CHALLENGE
Put every line of the entries below into a numbered list, one line per number, and leave out any blank lines.

TASK DATA
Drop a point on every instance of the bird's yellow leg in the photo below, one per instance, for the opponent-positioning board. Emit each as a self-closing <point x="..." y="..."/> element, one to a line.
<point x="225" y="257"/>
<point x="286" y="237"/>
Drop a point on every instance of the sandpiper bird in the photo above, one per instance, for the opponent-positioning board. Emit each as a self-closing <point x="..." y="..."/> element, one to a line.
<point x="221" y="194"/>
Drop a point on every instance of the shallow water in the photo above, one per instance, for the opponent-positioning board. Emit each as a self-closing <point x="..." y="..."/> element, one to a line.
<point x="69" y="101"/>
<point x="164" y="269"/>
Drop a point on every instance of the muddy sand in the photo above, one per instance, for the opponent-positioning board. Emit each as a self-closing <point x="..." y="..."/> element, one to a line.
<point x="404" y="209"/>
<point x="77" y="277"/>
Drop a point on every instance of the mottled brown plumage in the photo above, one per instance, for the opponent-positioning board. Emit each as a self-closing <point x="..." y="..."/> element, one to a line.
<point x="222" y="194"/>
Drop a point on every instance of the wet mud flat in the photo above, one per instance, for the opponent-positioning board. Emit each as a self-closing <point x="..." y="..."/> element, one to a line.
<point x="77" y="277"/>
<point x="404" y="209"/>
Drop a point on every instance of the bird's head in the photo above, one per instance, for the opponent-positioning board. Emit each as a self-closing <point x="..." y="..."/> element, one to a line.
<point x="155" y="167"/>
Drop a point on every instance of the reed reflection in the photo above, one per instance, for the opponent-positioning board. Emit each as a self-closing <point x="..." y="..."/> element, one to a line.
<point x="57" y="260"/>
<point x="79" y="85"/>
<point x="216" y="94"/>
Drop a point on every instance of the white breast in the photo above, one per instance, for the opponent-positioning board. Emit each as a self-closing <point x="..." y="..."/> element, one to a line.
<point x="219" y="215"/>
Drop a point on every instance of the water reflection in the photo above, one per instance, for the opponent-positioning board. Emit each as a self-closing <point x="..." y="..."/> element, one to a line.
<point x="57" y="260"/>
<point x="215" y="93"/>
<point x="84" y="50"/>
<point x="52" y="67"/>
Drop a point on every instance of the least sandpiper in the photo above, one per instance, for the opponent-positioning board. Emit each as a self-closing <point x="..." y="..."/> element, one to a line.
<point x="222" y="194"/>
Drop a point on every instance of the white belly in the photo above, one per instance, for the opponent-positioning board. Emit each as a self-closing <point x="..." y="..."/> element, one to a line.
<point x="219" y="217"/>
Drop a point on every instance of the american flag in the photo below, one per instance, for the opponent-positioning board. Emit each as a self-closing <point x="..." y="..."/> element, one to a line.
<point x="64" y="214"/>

THE OUTPUT
1. Drop a point on every instance of the bird's yellow leg in the photo below, one per instance, for the opponent-positioning board. Emit each as a self-closing <point x="..." y="..."/> element, one to a line.
2. <point x="225" y="257"/>
3. <point x="286" y="237"/>
4. Drop a point on every instance of the sandpiper bird in the photo above, one per instance, for the opponent-positioning board. Emit each as a self-closing <point x="..." y="..."/> element, one to a line.
5. <point x="221" y="194"/>
6. Drop a point on every instance of the shallow water in the photo above, one per instance, for the opponent-positioning board. Emit each as a self-closing <point x="..." y="..."/> element, one to a line.
7. <point x="69" y="101"/>
8. <point x="164" y="269"/>
9. Drop a point on every instance of the muddy sand in the photo above, one per instance, for the opponent-positioning board. Emit each as a self-closing <point x="..." y="..."/> element, one to a line.
10. <point x="404" y="209"/>
11. <point x="77" y="277"/>
12. Drop a point on every instance of the mottled brown plumage in the photo above, one per instance, for the opponent-positioning board. Emit each as a self-closing <point x="..." y="..."/> element, one to a line.
13. <point x="222" y="194"/>
14. Drop a point on every instance of the wet mud flat in the photo above, one per instance, for the opponent-positioning board. Emit each as a self-closing <point x="..." y="..."/> element, one to a line.
15. <point x="77" y="277"/>
16. <point x="404" y="209"/>
17. Drop a point on every instance of the bird's head in the photo above, one per instance, for the opponent-positioning board. Emit each as a self-closing <point x="..." y="..."/> element, one to a line.
18. <point x="155" y="167"/>
19. Drop a point on every instance of the reed reflection in the photo above, one per instance, for the opponent-positioning board. Emit each as a self-closing <point x="..." y="..."/> element, one to a line.
20. <point x="57" y="260"/>
21. <point x="79" y="85"/>
22. <point x="216" y="94"/>
23. Drop a point on every instance of the white breast in the photo above, one per instance, for the opponent-positioning board. Emit each as a self-closing <point x="..." y="..."/> element, one to a line.
24. <point x="219" y="215"/>
25. Drop a point on every instance of the water reflection in the photo above, one per instance, for the opponent-positioning board. Emit each as a self-closing <point x="..." y="..."/> element, one to a line.
26. <point x="57" y="260"/>
27. <point x="215" y="93"/>
28. <point x="84" y="50"/>
29. <point x="52" y="67"/>
30. Drop a point on every instance of the least sandpiper in the photo above, one per instance, for the opponent-positioning board. Emit each as a self-closing <point x="..." y="..."/> element, one to a line.
31. <point x="222" y="194"/>
32. Drop a point on every instance of the white belly in the photo above, one per instance, for the opponent-positioning board. Emit each as a self-closing <point x="..." y="..."/> element, one to a line.
33. <point x="219" y="217"/>
34. Drop a point on every instance of the american flag in the photo below, one per instance, for the opponent-positioning board. Emit each as a self-closing <point x="..." y="..."/> element, one to a line.
35. <point x="64" y="214"/>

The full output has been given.